Speaking for myself, I am going to vote as I always do, and I’m going to vote for the Democrat on every ballot.

Not because I approve of the party’s performance. I would be crazy to do that. But because the Republicans are so much worse.

In a dispatch today from a service called Truthout, Mike Lofgren, a Republican who spent 30 years as a Congressional staff member, explains why he quit the party. And his explanation pretty much sums up my perceptions:

Both parties are rotten – how could they not be, given the complete infestation of the political system by corporate money on a scale that now requires a presidential candidate to raise upwards of a billion dollars to be competitive in the general election? Both parties are captives to corporate loot. The main reason the Democrats’ health care bill will be a budget buster once it fully phases in is the Democrats’ rank capitulation to corporate interests – no single-payer system, in order to mollify the insurers; and no negotiation of drug prices, a craven surrender to Big Pharma.

### What to work on
**1)** From the voting passage, copy everything from "In a dispatch" down to "to Big Pharma.".
**2)** According to the voting passage, how many years did Mike Lofgren spend as a Congressional staff member?
**3)** Decide whether each statement agrees with the voting passage: (a) The writer approves of the Democratic party's performance. (b) Mike Lofgren was a Republican. (c) The Democrats' health care bill includes a single-payer system.

### Region pointing data

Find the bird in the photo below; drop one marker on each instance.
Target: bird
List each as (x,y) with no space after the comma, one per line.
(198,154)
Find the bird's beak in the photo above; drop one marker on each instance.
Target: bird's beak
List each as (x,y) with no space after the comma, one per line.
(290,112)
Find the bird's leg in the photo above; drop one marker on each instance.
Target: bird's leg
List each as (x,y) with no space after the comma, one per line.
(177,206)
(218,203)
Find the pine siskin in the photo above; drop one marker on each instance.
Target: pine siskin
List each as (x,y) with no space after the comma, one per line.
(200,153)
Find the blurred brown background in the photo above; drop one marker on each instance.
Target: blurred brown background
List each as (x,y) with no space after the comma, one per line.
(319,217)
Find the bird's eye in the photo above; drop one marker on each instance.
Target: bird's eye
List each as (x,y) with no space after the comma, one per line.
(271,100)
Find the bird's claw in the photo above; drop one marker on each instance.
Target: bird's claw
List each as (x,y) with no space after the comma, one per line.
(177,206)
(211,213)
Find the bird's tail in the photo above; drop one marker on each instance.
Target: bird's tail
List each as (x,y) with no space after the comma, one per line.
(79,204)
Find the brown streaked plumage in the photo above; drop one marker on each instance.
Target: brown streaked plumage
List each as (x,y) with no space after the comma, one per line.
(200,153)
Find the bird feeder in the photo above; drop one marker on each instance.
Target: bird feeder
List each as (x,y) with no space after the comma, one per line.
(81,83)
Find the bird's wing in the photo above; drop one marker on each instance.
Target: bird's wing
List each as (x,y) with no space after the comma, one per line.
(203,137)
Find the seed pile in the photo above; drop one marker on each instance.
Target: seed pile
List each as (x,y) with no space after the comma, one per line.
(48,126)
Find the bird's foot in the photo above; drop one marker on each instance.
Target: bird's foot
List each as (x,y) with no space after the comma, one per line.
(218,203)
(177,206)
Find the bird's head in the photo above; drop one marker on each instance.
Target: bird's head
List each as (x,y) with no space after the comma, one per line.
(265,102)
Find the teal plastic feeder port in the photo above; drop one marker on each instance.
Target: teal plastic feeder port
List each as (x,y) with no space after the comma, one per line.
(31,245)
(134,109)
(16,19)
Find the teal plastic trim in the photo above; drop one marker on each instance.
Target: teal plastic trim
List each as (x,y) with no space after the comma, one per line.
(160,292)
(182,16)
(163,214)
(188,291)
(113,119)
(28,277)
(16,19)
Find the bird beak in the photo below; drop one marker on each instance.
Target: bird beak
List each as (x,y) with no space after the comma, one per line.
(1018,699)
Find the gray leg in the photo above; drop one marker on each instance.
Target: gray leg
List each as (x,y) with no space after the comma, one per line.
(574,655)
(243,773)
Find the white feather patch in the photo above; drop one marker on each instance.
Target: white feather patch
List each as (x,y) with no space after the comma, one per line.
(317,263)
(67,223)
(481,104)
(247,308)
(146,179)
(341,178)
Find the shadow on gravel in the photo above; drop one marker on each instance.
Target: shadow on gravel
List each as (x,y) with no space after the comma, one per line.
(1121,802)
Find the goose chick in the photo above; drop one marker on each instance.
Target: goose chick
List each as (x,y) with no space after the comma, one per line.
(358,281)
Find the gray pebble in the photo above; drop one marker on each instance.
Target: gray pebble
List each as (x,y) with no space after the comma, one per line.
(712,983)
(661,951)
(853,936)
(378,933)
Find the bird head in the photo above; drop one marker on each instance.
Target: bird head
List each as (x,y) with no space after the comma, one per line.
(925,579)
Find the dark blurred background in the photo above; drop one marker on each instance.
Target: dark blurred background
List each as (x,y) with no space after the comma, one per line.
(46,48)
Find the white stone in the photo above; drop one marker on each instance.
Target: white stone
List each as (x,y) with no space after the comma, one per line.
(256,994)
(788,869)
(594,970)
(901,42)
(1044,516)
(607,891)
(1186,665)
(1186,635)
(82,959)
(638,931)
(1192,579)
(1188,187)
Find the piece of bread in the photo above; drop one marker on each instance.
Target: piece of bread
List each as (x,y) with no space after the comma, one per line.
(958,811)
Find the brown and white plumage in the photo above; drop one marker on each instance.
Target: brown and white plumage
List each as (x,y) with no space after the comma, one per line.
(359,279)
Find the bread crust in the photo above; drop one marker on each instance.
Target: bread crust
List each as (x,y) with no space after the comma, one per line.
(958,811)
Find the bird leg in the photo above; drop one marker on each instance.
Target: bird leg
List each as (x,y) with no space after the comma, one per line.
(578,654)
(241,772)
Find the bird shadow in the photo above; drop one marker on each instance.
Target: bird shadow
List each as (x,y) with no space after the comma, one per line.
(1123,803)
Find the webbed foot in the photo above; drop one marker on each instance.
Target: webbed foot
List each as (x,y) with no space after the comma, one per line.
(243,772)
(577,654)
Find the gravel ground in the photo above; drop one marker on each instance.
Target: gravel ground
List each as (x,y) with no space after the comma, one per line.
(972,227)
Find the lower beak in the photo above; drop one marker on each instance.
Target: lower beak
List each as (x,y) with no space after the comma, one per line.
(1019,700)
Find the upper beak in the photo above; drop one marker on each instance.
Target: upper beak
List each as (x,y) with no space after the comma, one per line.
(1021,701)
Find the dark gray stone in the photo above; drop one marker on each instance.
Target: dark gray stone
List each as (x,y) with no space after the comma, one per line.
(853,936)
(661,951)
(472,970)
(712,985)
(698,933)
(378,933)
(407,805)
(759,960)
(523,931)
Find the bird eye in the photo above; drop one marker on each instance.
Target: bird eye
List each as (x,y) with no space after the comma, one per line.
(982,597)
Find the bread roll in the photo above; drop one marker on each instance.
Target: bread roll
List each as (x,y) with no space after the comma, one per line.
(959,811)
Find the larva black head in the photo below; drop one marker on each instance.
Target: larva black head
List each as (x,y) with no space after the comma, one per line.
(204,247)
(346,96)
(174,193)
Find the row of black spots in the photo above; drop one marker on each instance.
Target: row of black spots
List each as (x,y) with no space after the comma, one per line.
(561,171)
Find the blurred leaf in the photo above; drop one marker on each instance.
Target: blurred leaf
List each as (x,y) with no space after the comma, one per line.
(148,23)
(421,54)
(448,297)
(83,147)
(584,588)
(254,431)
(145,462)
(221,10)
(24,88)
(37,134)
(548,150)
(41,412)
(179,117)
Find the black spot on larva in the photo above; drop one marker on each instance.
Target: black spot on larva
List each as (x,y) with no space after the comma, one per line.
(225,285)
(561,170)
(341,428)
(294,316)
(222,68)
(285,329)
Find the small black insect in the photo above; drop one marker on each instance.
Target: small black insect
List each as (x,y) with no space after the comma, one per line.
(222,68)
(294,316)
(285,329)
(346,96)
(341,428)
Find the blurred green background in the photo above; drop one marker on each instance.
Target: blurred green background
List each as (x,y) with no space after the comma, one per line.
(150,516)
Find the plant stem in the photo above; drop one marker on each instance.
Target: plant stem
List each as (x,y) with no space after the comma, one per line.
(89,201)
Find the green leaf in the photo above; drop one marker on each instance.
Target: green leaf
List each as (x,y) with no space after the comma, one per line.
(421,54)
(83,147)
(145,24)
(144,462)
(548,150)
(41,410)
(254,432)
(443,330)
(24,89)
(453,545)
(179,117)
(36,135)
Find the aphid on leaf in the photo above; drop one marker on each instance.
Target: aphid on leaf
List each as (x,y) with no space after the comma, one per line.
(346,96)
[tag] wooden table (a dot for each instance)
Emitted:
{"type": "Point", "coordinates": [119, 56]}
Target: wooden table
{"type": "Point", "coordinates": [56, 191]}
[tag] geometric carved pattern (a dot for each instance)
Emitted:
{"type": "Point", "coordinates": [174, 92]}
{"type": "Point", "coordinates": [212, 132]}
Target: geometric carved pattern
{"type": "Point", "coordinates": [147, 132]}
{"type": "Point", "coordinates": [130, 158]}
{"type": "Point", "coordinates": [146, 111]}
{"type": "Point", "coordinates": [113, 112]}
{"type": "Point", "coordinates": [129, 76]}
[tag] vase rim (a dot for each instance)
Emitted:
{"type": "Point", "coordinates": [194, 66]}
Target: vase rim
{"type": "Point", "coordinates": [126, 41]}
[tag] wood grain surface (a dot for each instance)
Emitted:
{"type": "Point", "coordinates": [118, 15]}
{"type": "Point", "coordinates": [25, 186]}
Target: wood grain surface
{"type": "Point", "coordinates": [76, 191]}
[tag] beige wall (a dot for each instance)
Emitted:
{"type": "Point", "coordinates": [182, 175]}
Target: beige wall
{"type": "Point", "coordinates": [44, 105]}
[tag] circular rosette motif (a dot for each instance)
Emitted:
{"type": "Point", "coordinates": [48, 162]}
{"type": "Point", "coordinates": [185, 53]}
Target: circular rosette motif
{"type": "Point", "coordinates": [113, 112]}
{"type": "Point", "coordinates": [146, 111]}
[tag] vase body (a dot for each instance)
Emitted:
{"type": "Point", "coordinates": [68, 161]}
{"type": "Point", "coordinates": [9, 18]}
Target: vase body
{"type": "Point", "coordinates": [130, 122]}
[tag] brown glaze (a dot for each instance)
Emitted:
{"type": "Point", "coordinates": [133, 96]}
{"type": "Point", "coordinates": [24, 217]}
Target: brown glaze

### Answers by task
**1)**
In a dispatch today from a service called Truthout, Mike Lofgren, a Republican who spent 30 years as a Congressional staff member, explains why he quit the party. And his explanation pretty much sums up my perceptions:

Both parties are rotten – how could they not be, given the complete infestation of the political system by corporate money on a scale that now requires a presidential candidate to raise upwards of a billion dollars to be competitive in the general election? Both parties are captives to corporate loot. The main reason the Democrats’ health care bill will be a budget buster once it fully phases in is the Democrats’ rank capitulation to corporate interests – no single-payer system, in order to mollify the insurers; and no negotiation of drug prices, a craven surrender to Big Pharma.

**2)** 30 years.

**3)**
(a) No: "Not because I approve of the party’s performance."
(b) Yes: "a Republican who spent 30 years as a Congressional staff member"
(c) No: "no single-payer system, in order to mollify the insurers"